In any case the adress of symbol 'x' is stored at a location '__imp_x'.
All these locations together comprise the so-called "import address
table", which is provided to the linker by the import libraries of the
various DLLs that are used. The import address table is a list of
addresses like this:

   __imp__symbol:   0xdeadbeef
   __imp__symbol2:  0x40100
   __imp__symbol3:  0x300100
   ...

This import address table is a part of the import directory, and it is
pointed to by the IMAGE_DIRECTORY_ENTRY_IAT directory pointer (although
some linkers don't set this directory entry and it works nevertheless;
apparently, the loader can resolve imports without using the directory
IMAGE_DIRECTORY_ENTRY_IAT).
The addresses in this table are unknown to the linker; the linker
inserts dummies (RVAs to the function names; see below for more
information) that are patched by the loader at load time using the
export directory of the exporting DLL. The import address table, and how
it is found by the loader, will be described in more detail later in
this chapter.

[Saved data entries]
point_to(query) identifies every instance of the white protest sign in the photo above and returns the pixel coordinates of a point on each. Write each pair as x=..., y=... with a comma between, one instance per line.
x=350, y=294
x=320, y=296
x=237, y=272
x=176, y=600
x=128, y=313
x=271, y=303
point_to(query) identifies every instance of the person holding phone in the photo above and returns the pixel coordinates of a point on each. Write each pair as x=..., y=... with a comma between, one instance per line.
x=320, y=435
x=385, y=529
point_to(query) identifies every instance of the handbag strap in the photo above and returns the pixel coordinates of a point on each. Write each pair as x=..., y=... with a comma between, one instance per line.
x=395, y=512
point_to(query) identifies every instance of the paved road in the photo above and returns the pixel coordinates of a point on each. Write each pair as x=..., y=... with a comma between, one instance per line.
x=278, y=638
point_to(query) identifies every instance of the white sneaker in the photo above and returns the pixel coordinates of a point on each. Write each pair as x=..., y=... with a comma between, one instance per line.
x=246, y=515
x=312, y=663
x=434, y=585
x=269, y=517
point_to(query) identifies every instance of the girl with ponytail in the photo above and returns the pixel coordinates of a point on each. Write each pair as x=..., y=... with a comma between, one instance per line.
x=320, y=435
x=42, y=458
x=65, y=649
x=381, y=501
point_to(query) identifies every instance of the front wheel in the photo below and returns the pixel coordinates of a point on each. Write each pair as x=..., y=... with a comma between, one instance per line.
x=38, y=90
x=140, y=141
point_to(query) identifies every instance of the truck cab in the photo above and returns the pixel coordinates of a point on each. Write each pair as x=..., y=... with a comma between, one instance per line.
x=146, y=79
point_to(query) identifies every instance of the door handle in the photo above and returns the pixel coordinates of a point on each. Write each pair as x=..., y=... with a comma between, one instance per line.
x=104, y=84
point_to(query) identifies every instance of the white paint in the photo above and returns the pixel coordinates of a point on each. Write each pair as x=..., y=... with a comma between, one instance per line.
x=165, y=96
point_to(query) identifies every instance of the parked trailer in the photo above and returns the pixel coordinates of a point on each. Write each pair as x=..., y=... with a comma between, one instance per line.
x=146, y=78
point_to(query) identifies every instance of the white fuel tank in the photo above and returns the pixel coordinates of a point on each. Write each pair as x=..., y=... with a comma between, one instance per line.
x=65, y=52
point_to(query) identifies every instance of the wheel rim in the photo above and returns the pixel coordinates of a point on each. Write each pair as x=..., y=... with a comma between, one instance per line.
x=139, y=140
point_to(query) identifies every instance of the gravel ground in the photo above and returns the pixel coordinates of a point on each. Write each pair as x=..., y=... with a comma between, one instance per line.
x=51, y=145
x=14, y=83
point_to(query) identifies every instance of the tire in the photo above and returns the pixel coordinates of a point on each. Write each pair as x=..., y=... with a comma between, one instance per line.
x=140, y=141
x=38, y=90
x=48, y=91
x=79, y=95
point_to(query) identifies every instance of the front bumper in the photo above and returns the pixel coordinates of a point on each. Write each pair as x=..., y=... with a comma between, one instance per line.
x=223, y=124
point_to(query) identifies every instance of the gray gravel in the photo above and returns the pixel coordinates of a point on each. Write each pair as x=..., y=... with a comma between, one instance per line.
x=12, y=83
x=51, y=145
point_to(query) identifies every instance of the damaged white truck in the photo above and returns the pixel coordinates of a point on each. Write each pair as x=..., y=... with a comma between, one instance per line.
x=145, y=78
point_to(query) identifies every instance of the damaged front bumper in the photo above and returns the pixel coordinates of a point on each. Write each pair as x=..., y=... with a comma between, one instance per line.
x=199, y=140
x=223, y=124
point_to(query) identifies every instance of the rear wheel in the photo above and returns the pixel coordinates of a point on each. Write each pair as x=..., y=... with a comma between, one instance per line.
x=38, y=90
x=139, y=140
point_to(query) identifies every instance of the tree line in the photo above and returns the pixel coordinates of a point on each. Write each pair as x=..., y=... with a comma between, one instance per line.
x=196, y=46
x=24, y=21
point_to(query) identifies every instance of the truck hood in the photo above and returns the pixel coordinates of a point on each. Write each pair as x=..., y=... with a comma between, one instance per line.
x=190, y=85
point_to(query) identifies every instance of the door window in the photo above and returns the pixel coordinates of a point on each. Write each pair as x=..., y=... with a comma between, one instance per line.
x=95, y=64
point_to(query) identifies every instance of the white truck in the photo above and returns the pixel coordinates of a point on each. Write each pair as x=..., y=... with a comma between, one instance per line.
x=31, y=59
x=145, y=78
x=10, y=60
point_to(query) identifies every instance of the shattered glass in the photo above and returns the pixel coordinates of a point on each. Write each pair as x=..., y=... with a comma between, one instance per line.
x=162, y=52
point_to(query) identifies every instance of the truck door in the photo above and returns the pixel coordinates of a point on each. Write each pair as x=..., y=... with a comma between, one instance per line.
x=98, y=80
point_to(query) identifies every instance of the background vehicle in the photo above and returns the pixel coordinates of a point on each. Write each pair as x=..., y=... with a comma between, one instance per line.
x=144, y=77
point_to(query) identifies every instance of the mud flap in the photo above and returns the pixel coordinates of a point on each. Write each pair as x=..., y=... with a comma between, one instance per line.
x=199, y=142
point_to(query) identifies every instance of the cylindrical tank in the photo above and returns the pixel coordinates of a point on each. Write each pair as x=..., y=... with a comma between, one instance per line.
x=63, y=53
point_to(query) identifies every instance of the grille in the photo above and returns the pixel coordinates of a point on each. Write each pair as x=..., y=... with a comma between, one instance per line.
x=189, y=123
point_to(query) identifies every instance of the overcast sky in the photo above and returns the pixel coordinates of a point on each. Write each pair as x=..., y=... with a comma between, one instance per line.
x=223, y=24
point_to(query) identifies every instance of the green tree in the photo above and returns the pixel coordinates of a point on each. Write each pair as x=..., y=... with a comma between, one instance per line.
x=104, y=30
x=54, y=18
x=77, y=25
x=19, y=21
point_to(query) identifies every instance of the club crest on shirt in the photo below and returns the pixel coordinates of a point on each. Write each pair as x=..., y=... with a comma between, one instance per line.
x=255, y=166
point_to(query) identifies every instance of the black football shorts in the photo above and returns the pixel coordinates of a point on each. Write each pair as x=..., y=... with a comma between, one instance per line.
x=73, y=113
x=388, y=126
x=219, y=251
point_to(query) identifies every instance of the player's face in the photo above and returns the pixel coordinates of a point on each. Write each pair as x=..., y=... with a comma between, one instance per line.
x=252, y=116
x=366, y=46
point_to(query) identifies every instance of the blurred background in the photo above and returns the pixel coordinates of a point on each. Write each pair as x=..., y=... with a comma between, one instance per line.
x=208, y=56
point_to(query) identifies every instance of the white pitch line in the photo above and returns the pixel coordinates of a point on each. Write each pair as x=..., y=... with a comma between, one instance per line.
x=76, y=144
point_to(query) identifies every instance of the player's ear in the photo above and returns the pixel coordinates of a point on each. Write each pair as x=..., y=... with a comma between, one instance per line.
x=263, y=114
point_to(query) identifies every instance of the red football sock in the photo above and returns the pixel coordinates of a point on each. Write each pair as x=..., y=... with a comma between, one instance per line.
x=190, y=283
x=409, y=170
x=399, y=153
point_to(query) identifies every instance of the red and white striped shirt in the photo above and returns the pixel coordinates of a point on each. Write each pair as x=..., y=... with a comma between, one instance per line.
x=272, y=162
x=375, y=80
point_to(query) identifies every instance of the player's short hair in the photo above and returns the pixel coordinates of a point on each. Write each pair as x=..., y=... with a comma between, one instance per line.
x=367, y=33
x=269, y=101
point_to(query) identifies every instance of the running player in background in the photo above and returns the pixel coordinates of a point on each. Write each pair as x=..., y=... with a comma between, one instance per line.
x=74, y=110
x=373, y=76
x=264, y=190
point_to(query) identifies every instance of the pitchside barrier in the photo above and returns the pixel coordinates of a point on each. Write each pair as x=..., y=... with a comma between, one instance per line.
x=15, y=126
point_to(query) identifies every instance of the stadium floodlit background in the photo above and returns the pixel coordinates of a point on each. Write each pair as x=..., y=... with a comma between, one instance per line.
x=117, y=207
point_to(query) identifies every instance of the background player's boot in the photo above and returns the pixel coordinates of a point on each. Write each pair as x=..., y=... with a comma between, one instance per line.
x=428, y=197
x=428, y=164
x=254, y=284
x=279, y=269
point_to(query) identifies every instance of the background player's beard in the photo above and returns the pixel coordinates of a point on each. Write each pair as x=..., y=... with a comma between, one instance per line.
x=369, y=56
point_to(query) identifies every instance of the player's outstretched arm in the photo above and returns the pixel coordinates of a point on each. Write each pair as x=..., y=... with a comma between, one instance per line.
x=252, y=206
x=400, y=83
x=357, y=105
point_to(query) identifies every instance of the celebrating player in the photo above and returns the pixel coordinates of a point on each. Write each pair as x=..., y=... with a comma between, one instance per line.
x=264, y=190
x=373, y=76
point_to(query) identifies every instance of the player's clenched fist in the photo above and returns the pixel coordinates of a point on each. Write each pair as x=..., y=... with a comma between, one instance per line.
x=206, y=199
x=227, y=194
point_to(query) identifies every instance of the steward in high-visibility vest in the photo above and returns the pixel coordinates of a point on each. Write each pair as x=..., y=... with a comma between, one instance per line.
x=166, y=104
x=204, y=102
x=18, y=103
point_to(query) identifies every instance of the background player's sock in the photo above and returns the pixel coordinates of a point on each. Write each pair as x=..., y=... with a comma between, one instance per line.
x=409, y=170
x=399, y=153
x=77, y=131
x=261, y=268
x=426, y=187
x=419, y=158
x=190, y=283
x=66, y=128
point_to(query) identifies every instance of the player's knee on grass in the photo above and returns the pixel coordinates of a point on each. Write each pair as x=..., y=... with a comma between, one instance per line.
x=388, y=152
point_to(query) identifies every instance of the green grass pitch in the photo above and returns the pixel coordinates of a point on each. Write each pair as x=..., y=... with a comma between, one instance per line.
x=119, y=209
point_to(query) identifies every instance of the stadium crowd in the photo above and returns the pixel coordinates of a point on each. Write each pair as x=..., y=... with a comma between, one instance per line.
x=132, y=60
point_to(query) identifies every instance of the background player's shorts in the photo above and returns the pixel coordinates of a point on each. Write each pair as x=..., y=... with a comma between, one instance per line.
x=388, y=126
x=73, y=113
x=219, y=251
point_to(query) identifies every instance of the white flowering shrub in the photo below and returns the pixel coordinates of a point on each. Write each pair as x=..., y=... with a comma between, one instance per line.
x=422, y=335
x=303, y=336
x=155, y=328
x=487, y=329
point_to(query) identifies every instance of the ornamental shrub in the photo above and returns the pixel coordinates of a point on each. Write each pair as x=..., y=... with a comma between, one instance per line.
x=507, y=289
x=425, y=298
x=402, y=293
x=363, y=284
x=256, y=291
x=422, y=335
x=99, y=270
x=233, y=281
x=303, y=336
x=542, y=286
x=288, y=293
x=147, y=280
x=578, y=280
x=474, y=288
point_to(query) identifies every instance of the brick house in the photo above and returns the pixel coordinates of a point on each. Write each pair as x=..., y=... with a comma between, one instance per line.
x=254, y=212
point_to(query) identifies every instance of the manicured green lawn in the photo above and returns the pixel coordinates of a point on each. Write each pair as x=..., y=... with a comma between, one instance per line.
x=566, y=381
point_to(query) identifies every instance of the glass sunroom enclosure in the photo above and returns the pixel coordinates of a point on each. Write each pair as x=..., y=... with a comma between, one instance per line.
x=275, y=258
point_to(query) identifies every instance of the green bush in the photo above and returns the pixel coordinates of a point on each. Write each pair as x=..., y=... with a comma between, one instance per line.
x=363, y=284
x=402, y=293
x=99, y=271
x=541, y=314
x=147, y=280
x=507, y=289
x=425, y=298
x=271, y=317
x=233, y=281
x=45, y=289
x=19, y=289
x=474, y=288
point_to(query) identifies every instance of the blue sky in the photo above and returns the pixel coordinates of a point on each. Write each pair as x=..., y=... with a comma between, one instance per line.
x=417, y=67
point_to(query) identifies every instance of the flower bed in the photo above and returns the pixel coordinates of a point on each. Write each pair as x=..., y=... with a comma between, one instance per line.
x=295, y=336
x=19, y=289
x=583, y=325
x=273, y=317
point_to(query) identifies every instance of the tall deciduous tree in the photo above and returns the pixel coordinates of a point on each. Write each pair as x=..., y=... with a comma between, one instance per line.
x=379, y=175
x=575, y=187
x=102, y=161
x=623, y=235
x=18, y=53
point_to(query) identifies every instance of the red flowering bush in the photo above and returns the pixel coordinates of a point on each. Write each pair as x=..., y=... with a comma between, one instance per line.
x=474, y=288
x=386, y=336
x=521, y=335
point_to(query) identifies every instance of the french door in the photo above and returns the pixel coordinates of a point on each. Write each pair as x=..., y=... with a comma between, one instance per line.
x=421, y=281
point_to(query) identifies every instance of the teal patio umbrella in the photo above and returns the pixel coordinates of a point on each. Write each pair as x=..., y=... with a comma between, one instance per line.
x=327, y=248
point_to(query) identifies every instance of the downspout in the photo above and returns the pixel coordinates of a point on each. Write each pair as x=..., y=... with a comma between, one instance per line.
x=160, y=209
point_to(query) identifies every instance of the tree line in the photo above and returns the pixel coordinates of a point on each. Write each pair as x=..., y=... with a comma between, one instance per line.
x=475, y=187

**Problems and tasks:**
A – List the entry names shown in the sample table in the import address table excerpt.
B – Pick up the import address table excerpt where it stops and carry it on.

**Results for the exercise:**
A – __imp__symbol, __imp__symbol2, __imp__symbol3

B –
Note that this description is C-specific; there are other application
building environments that don't use import libraries. They all need to
generate an import address table, though, which they use to let their
programs access the imported objects and functions. C compilers tend to
use import libraries because it is convenient for them - their linkers
use libraries anyway. Other environments use e.g. a description file
that lists the necessary DLL names and function names (like the "module
definition file"), or a declaration-style list in the source.


This is how imports are used by the program's code; now we'll look how
an import directory is made up so the loader can use it.


The import directory should reside in a section that's "initialized
data" and "readable".
The import directory is an array of IMAGE_IMPORT_DESCRIPTORs, one for
each used DLL. The list is terminated by a IMAGE_IMPORT_DESCRIPTOR
that's entirely filled with 0-bytes.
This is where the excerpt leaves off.